### What you need to do
1) Could you reproduce the essay on skipping recipe introductions word for word, the stretch from "But first, let’s" through "little tool useless."?
2) Can you resume the essay on skipping recipe introductions, picking up right after its last sentence?

### Document passage
Yesterday evening, I noticed several of my fellow food writers tweeting about Recipeasly, a website that briefly promised to “fix” online recipes by stripping them of context, narrative, or any information that isn’t an ingredients list and/or instructions. In the promotional tweet sent into the world by Tod Redman (which is what everyone was dunking on), he used a photo of a cherry pie recipe from Serious Eats as an example of a recipe that be deserving of such a violation. Big mistake. Huge. (The site is now down, with a note of apology replacing the homepage.)
Some personal news! ✨
Two friends and I created a new thing to fix online recipes ????https://t.co/3ZNkSV82Y5 – your favourite recipes except without the ads or life stories ????
Feedback and RTs appreciated! ???? pic.twitter.com/WerUH34AGG
— Tom Redman (@redman) February 28, 2021
I could go into a long explanation of why this “idea” is actually a form of content theft, but Helen Rosner already explained that on Twitter. Regardless, I’ve found that people generally do not care about exploiting someone else’s labour if the end result is more convenient for them. But the truth is, it’s usually in the recipe reader’s best interest to read all the stuff that comes before the recipe, as that is where the real discussion takes place.
But first, let’s talk about how incredibly foolish it was to use a recipe developed and written by the incomparable Stella Parks — absolutely the worst example Tod could have used to promote his content-stealing bot site. (Is it a bot? I don’t think I know what a bot is.) For one thing, if Tod had ever read anything on Serious Eats, he would know that they almost always publish a large, in-depth guide on the topic at hand, along with a separate recipe, rendering Tod’s little tool useless.
But even if Serious Eats didn’t publish their content in this way, skipping the stuff “before the recipe” would be unwise, as that is where the writer usually explains their methodology. Yes, Parks includes a fun intro about Twin Peaks (because we’re talking about cherry pie), but an article without an intro reads very awkwardly. More importantly, however, is Parks’ detailed discussion of the behaviours of starch and sugar, as well as the touch of thermodynamic theory that explains why she chose the ingredients she chose and why she uses them in the stated proportions.
At no point does Parks mention her grandmother — enemy #1 of recipe readers — but even if she did, it would be a mistake to skip all of these words that aren’t technically a recipe. (I personally will never quit mentioning my grandmother, a woman who hated cooking yet had to do it every day, and thus developed many “hacks” to make it easier.) Though a home cook doesn’t have to know why the recipe writer made the decisions they did to execute that recipe, it certainly helps.
In the case of Parks’ cherry pie, those non-recipe paragraphs are where she explains the importance of using tapioca starch, as well as the need for a 4:1 ratio of fruit to sugar. Without this “theory,” some home cooks might be tempted to use the more common cornstarch, or use a little more (or less) sugar, and their pies would be the worse for it. Those sub-par pies would then probably be blamed on Parks; if my emails have taught me anything, it’s that recipe failures are always the the fault of the recipe writer, even when the reader fails to follow the written instructions.

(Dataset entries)
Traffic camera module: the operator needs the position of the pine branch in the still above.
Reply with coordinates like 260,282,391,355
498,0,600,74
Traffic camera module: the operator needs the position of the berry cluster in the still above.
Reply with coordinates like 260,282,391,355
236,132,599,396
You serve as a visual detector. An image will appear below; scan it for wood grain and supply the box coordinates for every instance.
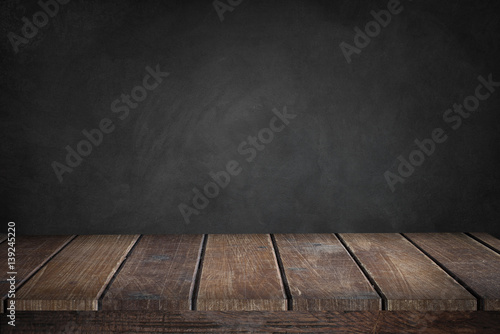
[197,234,287,311]
[0,235,74,313]
[340,233,477,311]
[102,234,203,311]
[275,234,382,311]
[0,311,500,334]
[406,233,500,311]
[16,235,139,311]
[471,233,500,253]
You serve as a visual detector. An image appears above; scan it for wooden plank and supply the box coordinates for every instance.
[197,234,287,311]
[0,235,74,313]
[471,233,500,253]
[16,235,139,311]
[275,234,382,311]
[102,234,203,311]
[406,233,500,311]
[340,233,477,311]
[0,311,500,334]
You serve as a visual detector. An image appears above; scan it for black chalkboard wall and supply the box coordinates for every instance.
[0,0,500,234]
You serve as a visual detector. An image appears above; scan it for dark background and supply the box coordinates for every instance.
[0,0,500,234]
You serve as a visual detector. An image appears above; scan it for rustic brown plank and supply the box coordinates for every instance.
[197,234,287,311]
[102,234,203,311]
[0,235,74,313]
[406,233,500,311]
[0,311,500,334]
[275,234,382,311]
[16,235,139,311]
[471,232,500,253]
[340,233,477,311]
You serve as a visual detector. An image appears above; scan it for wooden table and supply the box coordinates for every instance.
[0,233,500,333]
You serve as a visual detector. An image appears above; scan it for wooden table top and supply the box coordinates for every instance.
[0,233,500,312]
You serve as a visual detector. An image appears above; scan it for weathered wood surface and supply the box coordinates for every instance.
[471,233,500,253]
[15,235,139,311]
[340,233,477,311]
[0,311,500,334]
[196,234,287,311]
[0,235,74,313]
[406,233,500,311]
[102,234,203,311]
[275,234,382,311]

### Exercise answers
1)
But first, let’s talk about how incredibly foolish it was to use a recipe developed and written by the incomparable Stella Parks — absolutely the worst example Tod could have used to promote his content-stealing bot site. (Is it a bot? I don’t think I know what a bot is.) For one thing, if Tod had ever read anything on Serious Eats, he would know that they almost always publish a large, in-depth guide on the topic at hand, along with a separate recipe, rendering Tod’s little tool useless.

2)
My style is different from Parks’, but the same reasoning applies to anything you might read on Lifehacker. I don’t write “recipes” so much as “guides” and “tips,” but if I do include a recipe in one of my blogs, it’s usually the least important part. All that stuff before the recipe is — again — where I explain my reasoning, and how I arrived at doing that thing that particular way. The recipe is usually just an example of how you could use whatever “hack” I’m talking about in a specific way, but the earlier paragraphs usually contain broader applications, as well as outline the things you shouldn’t do.
Hating on food writers for talking about their families or their lives is not a new trend. About twice a year, someone’s tweet about the tedium of matriarch-focused anecdotes goes viral, and it is exhausting every time. It’s also worth noting that the Tod Redman’s tool isn’t as new as he claims. As our very own A.A. Newton pointed out on Twitter, this tool has been around since 2013 — Lifehacker even covered it back then, before any of the current staff got here. (Full disclosure: I once wrote about a Chrome extension that lets you skip to the recipe in blog, though it did not work very well, and it still gave the “click” to the blogger. I’m embarrassed I published it, but I probably only did so because it was quick to write up and we tend to cover Chrome extensions. In any case, I wish I hadn’t, and I cringe when I look at it now.)
Anyway. Scrolling is not hard, and a lot of sites and blogs have a “skip to the recipe” function. If you truly despise even seeing (free) anecdotes and (free) theory before you get to a (free) recipe, I suggest you buy some cookbooks, read writers whose words you actually enjoy, or try and come up with your own damn recipes. It might give you a little more appreciation for recipe writers — what they do, and the grandmothers who made them what they are today.